*Given problem:* Repeat word for word everything from the line containing "Where can the wooden" to the end of the listing, first and last lines included, and only that.

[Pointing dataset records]
══════════════════════════════

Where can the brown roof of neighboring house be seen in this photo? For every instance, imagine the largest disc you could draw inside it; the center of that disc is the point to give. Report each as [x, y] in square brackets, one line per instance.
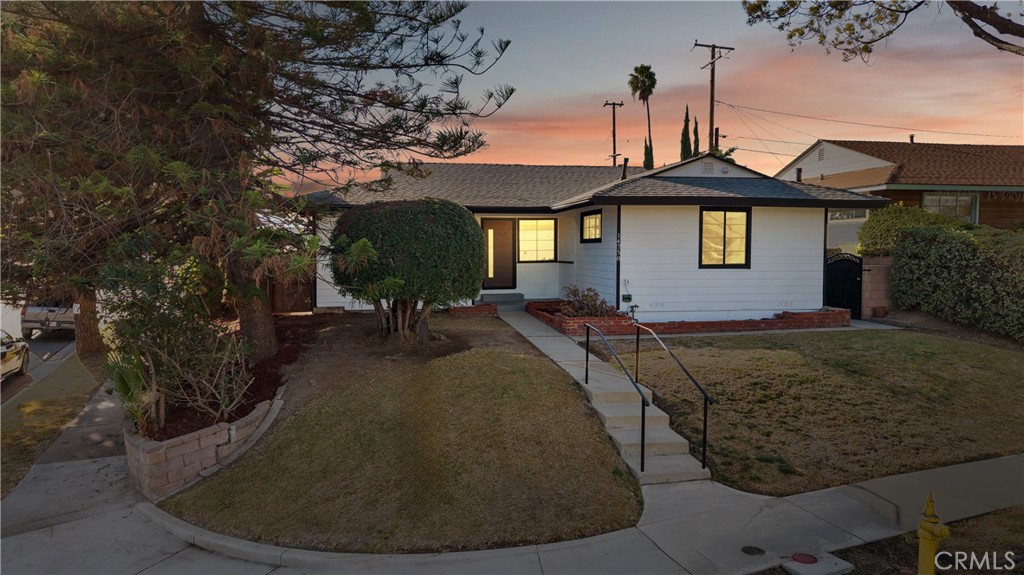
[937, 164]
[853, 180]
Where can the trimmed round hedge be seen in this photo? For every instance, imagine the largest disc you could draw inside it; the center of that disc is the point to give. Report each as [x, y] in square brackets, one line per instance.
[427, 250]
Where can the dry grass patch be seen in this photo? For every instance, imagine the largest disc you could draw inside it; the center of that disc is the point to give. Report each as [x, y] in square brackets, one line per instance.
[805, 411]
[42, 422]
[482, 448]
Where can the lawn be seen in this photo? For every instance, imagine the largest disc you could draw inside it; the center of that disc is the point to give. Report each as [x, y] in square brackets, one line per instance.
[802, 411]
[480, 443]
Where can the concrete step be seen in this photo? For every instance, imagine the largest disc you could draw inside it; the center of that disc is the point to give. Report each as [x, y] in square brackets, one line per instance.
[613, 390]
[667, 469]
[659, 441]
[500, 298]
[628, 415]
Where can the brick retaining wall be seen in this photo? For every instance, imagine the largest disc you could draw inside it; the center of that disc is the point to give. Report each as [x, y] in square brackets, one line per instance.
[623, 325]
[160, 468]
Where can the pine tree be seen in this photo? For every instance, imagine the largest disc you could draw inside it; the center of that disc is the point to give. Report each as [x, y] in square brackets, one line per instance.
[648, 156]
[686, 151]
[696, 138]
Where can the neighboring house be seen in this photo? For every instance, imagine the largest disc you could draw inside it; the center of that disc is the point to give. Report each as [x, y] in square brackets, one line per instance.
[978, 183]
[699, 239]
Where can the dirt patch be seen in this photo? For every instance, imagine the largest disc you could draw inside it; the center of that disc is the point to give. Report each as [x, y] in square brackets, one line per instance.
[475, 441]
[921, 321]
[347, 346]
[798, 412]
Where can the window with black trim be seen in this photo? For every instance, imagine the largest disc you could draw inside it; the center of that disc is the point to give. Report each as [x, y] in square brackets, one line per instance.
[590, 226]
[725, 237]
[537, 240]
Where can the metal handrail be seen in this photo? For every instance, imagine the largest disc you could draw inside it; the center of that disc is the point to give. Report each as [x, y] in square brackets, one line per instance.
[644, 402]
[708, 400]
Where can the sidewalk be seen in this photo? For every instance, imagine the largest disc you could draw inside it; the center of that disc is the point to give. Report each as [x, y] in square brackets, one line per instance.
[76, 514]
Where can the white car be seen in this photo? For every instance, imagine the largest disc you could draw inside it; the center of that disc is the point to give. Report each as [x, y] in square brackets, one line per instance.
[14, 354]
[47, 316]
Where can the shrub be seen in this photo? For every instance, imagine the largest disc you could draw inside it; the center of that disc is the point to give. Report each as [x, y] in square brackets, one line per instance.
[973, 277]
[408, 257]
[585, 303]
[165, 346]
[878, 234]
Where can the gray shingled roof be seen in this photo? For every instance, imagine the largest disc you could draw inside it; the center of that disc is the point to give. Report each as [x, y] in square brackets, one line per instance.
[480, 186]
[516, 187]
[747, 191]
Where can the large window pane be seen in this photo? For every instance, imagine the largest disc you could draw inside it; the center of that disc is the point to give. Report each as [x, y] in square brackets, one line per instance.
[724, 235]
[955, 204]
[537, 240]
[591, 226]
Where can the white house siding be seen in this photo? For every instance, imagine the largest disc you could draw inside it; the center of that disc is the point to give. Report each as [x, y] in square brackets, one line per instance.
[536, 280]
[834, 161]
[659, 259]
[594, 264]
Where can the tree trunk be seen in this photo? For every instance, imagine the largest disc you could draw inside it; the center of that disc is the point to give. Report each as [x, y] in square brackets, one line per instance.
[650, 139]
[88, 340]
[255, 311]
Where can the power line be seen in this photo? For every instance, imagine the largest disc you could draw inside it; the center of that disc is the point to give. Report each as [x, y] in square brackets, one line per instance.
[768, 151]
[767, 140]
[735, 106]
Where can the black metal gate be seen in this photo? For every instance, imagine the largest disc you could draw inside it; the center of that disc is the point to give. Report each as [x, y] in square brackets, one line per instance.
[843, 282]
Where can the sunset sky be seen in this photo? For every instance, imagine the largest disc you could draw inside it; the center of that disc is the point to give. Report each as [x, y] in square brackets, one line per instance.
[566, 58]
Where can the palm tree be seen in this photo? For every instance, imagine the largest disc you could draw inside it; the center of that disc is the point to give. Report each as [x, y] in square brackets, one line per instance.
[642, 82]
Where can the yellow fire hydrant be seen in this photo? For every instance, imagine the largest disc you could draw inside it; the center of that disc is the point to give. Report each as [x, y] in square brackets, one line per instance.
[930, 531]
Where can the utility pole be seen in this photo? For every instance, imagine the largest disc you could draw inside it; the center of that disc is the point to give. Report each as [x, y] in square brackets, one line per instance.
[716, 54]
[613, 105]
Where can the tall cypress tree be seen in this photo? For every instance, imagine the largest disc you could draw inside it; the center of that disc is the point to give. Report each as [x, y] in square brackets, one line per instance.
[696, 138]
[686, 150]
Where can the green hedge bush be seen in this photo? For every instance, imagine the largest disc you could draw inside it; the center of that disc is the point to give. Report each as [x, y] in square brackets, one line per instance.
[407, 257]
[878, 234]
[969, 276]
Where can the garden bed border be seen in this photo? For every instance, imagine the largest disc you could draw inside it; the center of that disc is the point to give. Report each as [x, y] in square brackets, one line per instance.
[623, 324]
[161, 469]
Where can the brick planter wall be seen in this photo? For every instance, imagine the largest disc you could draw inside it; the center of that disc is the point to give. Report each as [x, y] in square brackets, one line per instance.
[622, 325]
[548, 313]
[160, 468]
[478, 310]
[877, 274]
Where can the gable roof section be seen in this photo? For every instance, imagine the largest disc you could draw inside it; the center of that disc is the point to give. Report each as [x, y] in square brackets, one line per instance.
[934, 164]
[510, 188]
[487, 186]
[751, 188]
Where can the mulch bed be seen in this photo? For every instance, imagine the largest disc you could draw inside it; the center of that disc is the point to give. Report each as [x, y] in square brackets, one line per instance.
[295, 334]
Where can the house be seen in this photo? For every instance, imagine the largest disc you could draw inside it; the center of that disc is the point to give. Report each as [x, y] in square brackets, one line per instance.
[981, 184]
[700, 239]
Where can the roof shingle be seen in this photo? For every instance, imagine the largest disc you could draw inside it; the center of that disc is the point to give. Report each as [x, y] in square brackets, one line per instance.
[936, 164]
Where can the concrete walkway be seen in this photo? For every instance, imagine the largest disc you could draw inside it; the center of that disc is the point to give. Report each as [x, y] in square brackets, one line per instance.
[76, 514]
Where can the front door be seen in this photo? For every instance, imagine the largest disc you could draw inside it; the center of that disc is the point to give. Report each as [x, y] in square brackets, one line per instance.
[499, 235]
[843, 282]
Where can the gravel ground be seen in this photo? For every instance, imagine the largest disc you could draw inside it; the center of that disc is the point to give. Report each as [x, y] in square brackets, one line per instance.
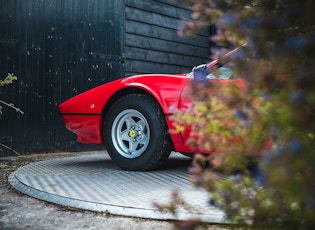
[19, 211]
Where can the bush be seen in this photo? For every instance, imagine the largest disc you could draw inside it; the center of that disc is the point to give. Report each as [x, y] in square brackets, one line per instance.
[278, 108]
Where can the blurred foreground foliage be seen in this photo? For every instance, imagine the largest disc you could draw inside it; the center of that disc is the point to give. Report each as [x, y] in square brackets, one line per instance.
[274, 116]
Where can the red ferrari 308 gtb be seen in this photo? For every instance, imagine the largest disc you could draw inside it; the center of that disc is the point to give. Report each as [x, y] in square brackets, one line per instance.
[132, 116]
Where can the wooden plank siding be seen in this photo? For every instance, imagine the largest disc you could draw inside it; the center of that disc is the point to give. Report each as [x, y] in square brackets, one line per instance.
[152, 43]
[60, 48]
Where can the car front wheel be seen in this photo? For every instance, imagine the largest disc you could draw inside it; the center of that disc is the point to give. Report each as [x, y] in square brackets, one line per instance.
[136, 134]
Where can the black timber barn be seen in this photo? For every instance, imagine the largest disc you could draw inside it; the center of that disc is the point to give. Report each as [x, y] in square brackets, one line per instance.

══════════════════════════════

*Solution to the exercise:*
Where can the wooden plank siding be seen in this photo? For every instance, imagine the largest disc you could draw inside it; the center of that disc is the point to give. Report each as [x, y] in square brackets, one line per instance.
[152, 43]
[60, 48]
Where can the car front wheel be seen in this photo? For every instance, imagine the largest disc you could draw inside it; the center of that disc is the point to give. Report each as [x, y] in square brackets, one line per instance.
[136, 134]
Where can the black timber barn be seen in this photo? For every instance, imagine the largest disc you could draw inside it; the center of that disc is the point to give. Report each as [x, y] in square brackets, one line per instance.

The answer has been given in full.